* **Passage shown**:
Messin’ With Metrics

I’ve stated many times that metrics are merely indicators of the truth; they are not the truth. To see the truth we must get out of our chairs, put down our smart phones, and go seek it directly. Even then, though, as soon as others perceive that we are watching, their behavior will change and the truth may become somewhat disguised. Why does this happen? As community creatures, prone to pride, we like to do well.

We gage our business and process performance using metrics, yet metrics can deceive as well as they can reveal.  Build better, more robust, metrics and monitor them more wisely by understanding how to manipulate them.

The Rest of the Story:

I’ve stated many times that metrics are merely indicators of the truth; they are not the truth.  To see the truth we must get out of our chairs, put down our smart phones, and go seek it directly.  Even then, though, as soon as others perceive that we are watching, their behavior will change and the truth may become somewhat disguised.

Why does this happen?  As community creatures, prone to pride, we like to do well.  What’s more, when we believe we are doing well, we want others to also believe that we are doing well.  Therefore, we are prone to making the measurement of our performance as positive as possible, especially if there is reward or retribution at stake.

Let me offer a real example.  In my earliest entry into the world of Lean and Six Sigma, I was part of a spearhead team introducing the Lean Six Sigma methodology to a business unit within a global corporation.  When we first began reporting functional performances in terms of Defects Per Million Opportunities (DPMO) and Sigma Scores, the technical documentation function reported Six Sigma scores right out of the gate.

Knowing that a Sigma score of 6 (basically 3 defects in 1-million opportunities) is extremely difficult to achieve, the spearhead team took a look.   We observed that they had produced three or four technical documents that month.  Well, if all three or four were not defective, or defect-free, then it is easy to see how they could claim such a high score.  We let it go.

Within a couple of months however, the technical documentation group began reporting higher than 8-sigma performance scores.  Now we knew that something was fishy.  How could they possibly report less than one defect in several million opportunities when they only produce a handful of deliverables a month?

The answer turned out to be very simple and, to an amateur in Lean Six Sigma practices, perfectly reasonable.  The group had concluded that every single word was an opportunity for a defect, typically in the form of a typographical error.  When a single document might contain 300-500 pages at 400 words per page, it is easy to see where their numbers came from. 

It sounds like a simple mistake on the learning curve.  Fair enough.  The manipulation showed up when we discovered that the method of measuring did not account for the actual number of words changed.  The group might have updated a few words on several pages and ratcheted the revision code, but the metric counted the words of the entire document.  I won’t accuse the group of intentionally baking the opportunity count, but the system made it happen.

They sure looked good, but to the well informed, they looked too good to be believed.  The day that a document was rejected by a customer we had a long chat with that group about how their method of calculating the metric was not really telling them what they needed to know, or what really mattered from a customer-business perspective.

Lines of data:
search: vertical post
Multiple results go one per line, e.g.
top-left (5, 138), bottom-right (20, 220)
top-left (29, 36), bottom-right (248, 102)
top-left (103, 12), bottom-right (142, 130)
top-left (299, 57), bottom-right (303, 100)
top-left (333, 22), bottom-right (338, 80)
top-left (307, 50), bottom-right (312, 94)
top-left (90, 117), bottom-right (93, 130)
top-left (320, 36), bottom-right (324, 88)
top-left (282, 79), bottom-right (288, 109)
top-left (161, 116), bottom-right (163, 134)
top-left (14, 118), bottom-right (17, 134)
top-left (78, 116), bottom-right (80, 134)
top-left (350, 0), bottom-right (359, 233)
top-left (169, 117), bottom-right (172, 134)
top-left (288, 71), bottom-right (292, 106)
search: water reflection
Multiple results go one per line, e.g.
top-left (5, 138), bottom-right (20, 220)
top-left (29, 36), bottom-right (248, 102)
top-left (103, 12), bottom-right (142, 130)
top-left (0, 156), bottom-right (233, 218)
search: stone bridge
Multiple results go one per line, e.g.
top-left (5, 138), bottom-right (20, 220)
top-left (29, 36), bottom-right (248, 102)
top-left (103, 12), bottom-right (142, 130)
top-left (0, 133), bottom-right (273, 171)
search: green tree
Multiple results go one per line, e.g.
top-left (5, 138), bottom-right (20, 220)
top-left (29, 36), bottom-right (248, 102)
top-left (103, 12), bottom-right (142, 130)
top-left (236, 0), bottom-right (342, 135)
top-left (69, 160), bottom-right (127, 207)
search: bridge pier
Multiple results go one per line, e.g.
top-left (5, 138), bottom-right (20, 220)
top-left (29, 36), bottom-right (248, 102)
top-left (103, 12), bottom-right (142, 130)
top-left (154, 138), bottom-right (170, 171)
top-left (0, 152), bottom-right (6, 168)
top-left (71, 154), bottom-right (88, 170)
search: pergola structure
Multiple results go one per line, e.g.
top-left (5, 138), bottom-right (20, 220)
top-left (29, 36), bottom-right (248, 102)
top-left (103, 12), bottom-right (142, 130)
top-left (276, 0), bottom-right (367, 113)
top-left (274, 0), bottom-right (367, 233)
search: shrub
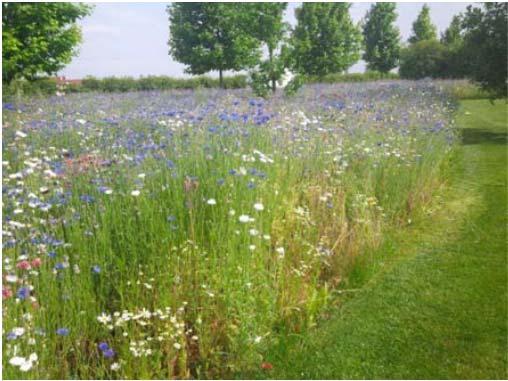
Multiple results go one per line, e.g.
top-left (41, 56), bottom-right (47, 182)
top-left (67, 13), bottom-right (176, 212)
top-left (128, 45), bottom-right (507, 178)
top-left (284, 75), bottom-right (306, 97)
top-left (306, 71), bottom-right (399, 83)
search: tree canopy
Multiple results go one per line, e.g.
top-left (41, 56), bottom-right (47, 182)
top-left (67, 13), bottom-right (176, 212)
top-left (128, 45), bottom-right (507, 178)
top-left (363, 3), bottom-right (400, 73)
top-left (167, 3), bottom-right (260, 84)
top-left (463, 3), bottom-right (508, 96)
top-left (292, 3), bottom-right (361, 76)
top-left (2, 3), bottom-right (91, 83)
top-left (409, 4), bottom-right (437, 44)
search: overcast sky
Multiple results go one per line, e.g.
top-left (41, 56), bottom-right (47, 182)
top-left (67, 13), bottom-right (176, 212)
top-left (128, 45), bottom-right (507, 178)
top-left (59, 3), bottom-right (472, 78)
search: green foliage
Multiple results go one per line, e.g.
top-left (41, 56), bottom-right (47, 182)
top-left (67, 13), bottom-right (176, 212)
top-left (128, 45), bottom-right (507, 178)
top-left (3, 75), bottom-right (247, 99)
top-left (409, 4), bottom-right (437, 44)
top-left (249, 3), bottom-right (290, 93)
top-left (444, 80), bottom-right (490, 100)
top-left (306, 71), bottom-right (399, 83)
top-left (249, 70), bottom-right (271, 98)
top-left (167, 3), bottom-right (259, 83)
top-left (441, 15), bottom-right (464, 46)
top-left (2, 78), bottom-right (57, 100)
top-left (363, 3), bottom-right (400, 73)
top-left (399, 40), bottom-right (447, 79)
top-left (284, 74), bottom-right (306, 97)
top-left (2, 3), bottom-right (91, 83)
top-left (292, 3), bottom-right (361, 76)
top-left (463, 3), bottom-right (508, 97)
top-left (81, 75), bottom-right (247, 93)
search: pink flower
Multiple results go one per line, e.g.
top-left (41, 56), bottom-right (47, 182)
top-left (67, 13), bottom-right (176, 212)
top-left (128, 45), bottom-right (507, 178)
top-left (2, 287), bottom-right (12, 299)
top-left (32, 258), bottom-right (42, 267)
top-left (16, 261), bottom-right (31, 270)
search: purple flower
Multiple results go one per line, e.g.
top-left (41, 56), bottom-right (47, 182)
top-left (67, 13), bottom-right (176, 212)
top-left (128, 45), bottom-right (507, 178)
top-left (16, 287), bottom-right (30, 300)
top-left (102, 348), bottom-right (115, 359)
top-left (56, 328), bottom-right (69, 336)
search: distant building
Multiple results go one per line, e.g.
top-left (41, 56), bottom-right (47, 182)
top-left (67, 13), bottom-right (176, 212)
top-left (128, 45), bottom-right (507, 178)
top-left (54, 76), bottom-right (82, 85)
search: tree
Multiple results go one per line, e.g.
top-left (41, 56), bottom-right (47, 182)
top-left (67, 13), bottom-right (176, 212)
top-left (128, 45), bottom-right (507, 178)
top-left (363, 3), bottom-right (400, 73)
top-left (463, 3), bottom-right (508, 97)
top-left (292, 3), bottom-right (361, 77)
top-left (441, 15), bottom-right (463, 46)
top-left (441, 14), bottom-right (468, 78)
top-left (251, 3), bottom-right (289, 92)
top-left (167, 3), bottom-right (260, 87)
top-left (2, 3), bottom-right (91, 83)
top-left (409, 4), bottom-right (437, 44)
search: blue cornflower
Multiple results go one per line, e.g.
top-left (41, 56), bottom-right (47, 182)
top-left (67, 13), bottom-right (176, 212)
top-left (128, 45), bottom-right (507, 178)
top-left (56, 328), bottom-right (69, 336)
top-left (16, 287), bottom-right (30, 300)
top-left (79, 194), bottom-right (95, 204)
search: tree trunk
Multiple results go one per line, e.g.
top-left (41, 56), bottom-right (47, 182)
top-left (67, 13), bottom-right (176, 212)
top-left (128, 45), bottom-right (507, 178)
top-left (268, 46), bottom-right (277, 93)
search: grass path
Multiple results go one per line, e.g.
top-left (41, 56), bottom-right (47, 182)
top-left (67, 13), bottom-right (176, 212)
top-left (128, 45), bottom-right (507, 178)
top-left (245, 101), bottom-right (508, 379)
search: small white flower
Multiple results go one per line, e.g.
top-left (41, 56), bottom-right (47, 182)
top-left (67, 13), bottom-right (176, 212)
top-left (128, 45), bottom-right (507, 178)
top-left (12, 327), bottom-right (25, 337)
top-left (254, 202), bottom-right (265, 212)
top-left (97, 312), bottom-right (111, 324)
top-left (9, 356), bottom-right (25, 366)
top-left (238, 214), bottom-right (250, 224)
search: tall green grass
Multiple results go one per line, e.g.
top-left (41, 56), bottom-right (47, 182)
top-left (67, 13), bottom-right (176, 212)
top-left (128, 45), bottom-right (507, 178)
top-left (3, 85), bottom-right (452, 379)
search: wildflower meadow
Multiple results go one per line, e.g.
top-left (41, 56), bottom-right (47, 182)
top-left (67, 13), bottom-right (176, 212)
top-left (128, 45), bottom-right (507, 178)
top-left (2, 81), bottom-right (457, 379)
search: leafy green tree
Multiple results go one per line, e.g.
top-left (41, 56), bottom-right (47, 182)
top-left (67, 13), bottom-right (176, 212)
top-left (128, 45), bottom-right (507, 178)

* **Directions**:
1. Rewrite part of the passage on metrics, beginning at the words "Knowing that a" and stopping after "We let it go.", substituting "pilot team" for "spearhead team".
2. Answer these questions from the passage on metrics:
(a) How many technical documents had the group produced in the month the spearhead team looked into?
(b) What did the group count as an opportunity for a defect?
(c) What performance scores did the group begin reporting within a couple of months?

* **Answers to the exercises**:
1.
Knowing that a Sigma score of 6 (basically 3 defects in 1-million opportunities) is extremely difficult to achieve, the pilot team took a look.   We observed that they had produced three or four technical documents that month.  Well, if all three or four were not defective, or defect-free, then it is easy to see how they could claim such a high score.  We let it go.

2.
(a) Three or four.
(b) Every single word.
(c) Higher than 8-sigma scores.